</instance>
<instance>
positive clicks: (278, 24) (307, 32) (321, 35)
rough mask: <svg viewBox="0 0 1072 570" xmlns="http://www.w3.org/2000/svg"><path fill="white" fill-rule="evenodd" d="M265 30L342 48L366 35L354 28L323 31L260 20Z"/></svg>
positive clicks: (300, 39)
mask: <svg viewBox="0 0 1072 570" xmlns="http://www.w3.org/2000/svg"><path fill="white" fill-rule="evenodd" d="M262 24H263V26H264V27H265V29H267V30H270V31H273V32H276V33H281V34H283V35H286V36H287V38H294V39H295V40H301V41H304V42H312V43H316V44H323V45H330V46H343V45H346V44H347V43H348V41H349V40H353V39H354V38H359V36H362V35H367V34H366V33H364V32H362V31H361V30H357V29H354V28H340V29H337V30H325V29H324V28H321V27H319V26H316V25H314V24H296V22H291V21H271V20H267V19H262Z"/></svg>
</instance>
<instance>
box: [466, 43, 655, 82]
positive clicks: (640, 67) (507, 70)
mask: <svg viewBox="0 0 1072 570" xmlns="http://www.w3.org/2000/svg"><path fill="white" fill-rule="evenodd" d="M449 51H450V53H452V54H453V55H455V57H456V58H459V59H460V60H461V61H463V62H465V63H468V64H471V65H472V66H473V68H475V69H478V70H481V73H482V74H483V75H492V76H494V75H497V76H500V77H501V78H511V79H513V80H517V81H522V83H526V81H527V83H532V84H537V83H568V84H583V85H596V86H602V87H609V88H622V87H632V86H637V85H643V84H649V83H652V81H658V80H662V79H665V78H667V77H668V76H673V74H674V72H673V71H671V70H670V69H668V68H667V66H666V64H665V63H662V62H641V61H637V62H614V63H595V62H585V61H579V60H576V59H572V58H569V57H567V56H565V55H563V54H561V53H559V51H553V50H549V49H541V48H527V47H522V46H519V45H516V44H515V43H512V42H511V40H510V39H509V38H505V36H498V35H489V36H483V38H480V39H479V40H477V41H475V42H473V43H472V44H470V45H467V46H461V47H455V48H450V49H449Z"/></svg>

○ ○ ○ ○ ○ ○ ○

Directions.
Extract every line of the material above that contains the string "clicks", matching case exactly.

Solved exercise.
positive clicks: (278, 24) (307, 32) (321, 35)
positive clicks: (300, 39)
positive clicks: (640, 67) (507, 70)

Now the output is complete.